• _REQUIRED WORK_
Copy the lines below word for word, leaving out the pictures.

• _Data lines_
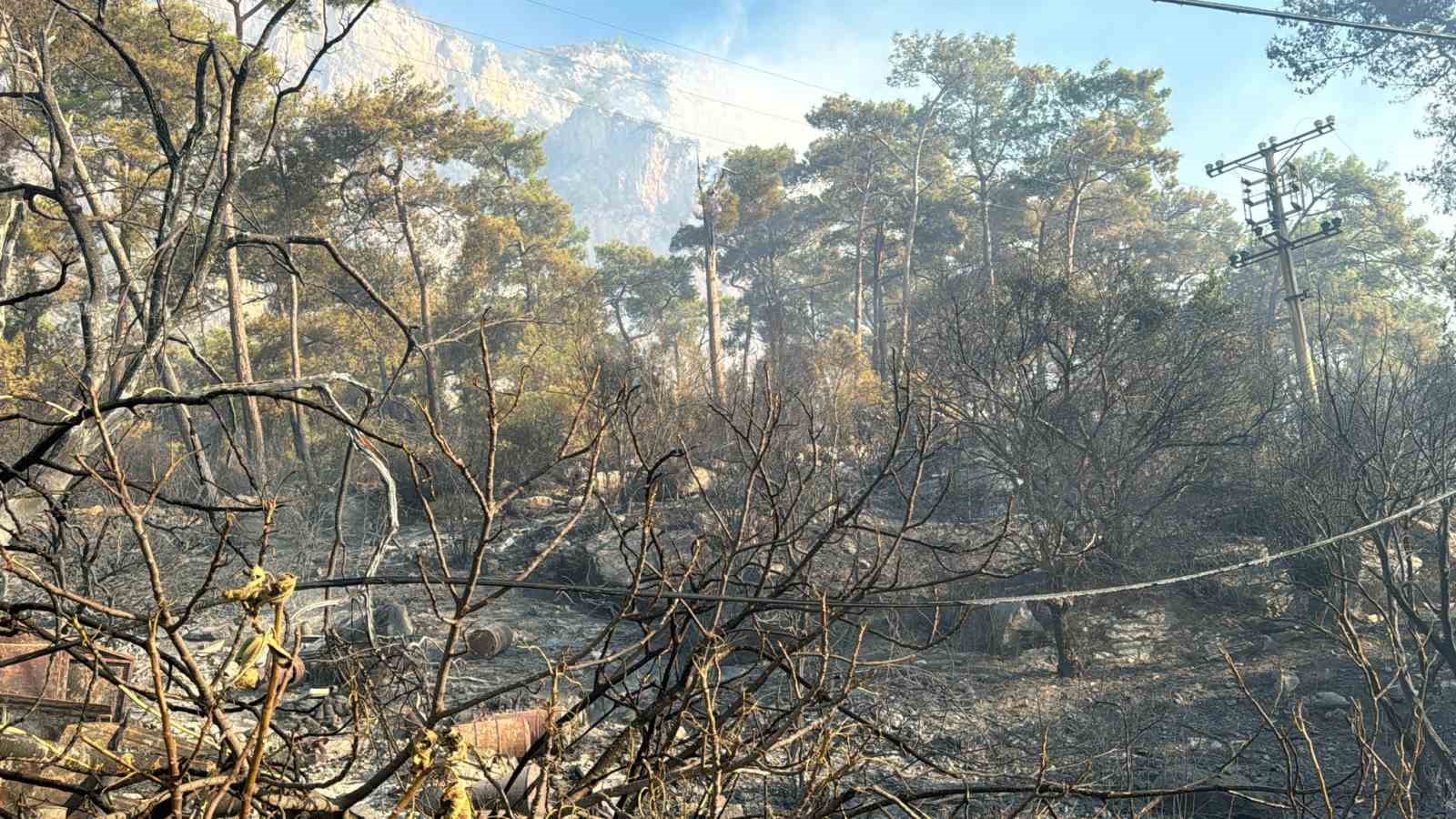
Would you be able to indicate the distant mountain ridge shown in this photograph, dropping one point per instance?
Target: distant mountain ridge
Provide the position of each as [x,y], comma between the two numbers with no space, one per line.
[625,177]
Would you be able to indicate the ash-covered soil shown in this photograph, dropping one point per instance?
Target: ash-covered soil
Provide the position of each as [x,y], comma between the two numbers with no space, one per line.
[1157,705]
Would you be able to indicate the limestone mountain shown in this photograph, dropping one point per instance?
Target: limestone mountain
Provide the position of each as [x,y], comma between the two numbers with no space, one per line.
[623,126]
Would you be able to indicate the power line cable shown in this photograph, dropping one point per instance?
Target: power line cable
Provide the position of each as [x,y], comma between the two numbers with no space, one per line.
[842,603]
[691,50]
[1307,19]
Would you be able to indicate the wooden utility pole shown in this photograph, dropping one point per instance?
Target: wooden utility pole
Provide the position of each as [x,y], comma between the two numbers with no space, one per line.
[1274,232]
[1293,296]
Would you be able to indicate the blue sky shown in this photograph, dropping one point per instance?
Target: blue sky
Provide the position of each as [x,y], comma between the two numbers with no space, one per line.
[1225,95]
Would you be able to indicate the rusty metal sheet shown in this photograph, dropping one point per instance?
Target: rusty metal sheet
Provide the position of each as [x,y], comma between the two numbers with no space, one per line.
[58,681]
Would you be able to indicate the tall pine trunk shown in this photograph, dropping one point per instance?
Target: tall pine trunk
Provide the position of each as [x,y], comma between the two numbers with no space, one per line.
[427,322]
[300,423]
[715,331]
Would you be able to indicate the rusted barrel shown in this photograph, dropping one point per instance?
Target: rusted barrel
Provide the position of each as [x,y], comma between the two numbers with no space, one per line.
[491,640]
[509,733]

• _FINISHED EXERCISE_
Would you be able to indicate the distant mountain ridge shown in this photograph, dropping one point per instance?
Target: distant mountain ridge
Provide the position of each as [x,y], comma between the two numbers with no space, one per line.
[625,177]
Would you be able to indicate the ash-covered soil shown in this photograph, dropping one point per instance?
Target: ash-covered soil
Provide the position of each as [x,y], comma between the two numbers with no space, one per line.
[1157,705]
Would you be able to indicate the limestone mountain shown in this photograph, dropping one point per instance?
Target: limestone mountain
Provide the position of each as [x,y], comma between the two numbers with no space, one per line.
[623,126]
Would you be able to indicate the power line cable shown in this photograph, dropping one point per instance?
Target: power line cable
Provide the position of each as [x,y], comma between the two numbers with no space, one per line.
[842,603]
[691,50]
[1307,19]
Would you be able to indicate the wooden utility pole shown in this photograph, dropping one point per instance?
Target: wooden utility pole
Provide the position of each as [x,y], comma between the two numbers with no space, one per line.
[1274,232]
[1293,296]
Would you be able to indicate the blue sky shown in this photograph, dropping one point per instance?
Target: blue sky
Provide the position of each as [x,y], comma between the two numbers with no space, one per line.
[1225,95]
Would you be able to indicate the rusty metal sheet shown in this photograph, dropping one point per instance?
Target: rusty metal sheet
Provide the position of each as [x,y], comma between the two numbers with no space, one per line.
[58,681]
Would you be able to indicate the tall pine trunk shown in this photograph, dropping one point per instance?
Target: tall pine trunk
Provide the position of each as [x,y], comma between the two numbers with no space, one per line.
[427,322]
[300,423]
[715,331]
Would you be able to indicate the rusted barrel shown in this photograph, dropping one point per instance?
Target: rusted barrel
Provide the position of each as [x,y], comma between the two numbers with no space, one per line.
[491,640]
[509,733]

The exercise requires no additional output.